■ Objective:
Gather every line in the listing below that contains the word "Find", copying each one in full.

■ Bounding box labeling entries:
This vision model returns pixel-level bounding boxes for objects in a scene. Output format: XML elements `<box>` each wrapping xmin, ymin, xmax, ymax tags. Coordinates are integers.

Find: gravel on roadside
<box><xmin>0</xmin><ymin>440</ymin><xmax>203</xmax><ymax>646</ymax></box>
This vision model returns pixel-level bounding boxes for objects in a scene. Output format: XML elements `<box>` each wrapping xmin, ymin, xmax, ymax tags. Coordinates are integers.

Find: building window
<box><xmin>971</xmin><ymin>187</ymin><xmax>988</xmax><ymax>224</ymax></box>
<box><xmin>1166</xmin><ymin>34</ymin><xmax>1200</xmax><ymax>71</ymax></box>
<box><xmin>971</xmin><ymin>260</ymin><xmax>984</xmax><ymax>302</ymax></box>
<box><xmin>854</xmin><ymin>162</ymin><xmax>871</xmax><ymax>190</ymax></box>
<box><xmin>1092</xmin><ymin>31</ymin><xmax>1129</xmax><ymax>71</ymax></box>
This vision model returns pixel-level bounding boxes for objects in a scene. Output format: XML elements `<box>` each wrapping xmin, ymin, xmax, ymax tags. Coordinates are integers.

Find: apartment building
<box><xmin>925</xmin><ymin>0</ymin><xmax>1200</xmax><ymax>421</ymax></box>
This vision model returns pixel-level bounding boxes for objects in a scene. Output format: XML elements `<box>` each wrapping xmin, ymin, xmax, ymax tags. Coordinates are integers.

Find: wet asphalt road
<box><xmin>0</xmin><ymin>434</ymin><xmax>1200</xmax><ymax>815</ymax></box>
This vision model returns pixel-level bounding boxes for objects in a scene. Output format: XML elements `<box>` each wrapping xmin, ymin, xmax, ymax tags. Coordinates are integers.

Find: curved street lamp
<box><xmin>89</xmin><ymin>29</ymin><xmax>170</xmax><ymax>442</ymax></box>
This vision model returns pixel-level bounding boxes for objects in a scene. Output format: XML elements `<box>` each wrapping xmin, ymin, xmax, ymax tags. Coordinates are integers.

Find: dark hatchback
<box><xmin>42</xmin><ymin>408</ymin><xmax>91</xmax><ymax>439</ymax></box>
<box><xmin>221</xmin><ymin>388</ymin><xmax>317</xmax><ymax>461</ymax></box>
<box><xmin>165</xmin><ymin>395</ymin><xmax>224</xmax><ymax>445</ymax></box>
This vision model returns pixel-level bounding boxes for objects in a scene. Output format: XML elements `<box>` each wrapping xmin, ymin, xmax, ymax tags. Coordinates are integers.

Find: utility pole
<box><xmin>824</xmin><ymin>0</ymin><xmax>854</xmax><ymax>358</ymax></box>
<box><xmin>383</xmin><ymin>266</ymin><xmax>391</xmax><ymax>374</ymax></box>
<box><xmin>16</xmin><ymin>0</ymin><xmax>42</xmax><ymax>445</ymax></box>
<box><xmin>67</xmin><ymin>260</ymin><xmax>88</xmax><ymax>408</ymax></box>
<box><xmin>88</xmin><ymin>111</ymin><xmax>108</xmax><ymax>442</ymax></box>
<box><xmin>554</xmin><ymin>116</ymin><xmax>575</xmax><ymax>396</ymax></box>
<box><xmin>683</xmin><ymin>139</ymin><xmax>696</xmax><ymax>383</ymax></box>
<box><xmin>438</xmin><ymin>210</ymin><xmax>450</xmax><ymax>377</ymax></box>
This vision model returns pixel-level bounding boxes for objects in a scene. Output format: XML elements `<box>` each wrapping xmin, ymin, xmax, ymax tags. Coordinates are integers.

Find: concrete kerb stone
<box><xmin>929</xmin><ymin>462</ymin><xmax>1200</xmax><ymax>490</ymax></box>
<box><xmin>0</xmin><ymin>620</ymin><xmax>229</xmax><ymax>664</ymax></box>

■ Answer for this exercise:
Find: gravel on roadside
Find: building window
Find: apartment building
Find: wet asphalt road
Find: curved street lamp
Find: dark hatchback
Find: utility pole
Find: concrete kerb stone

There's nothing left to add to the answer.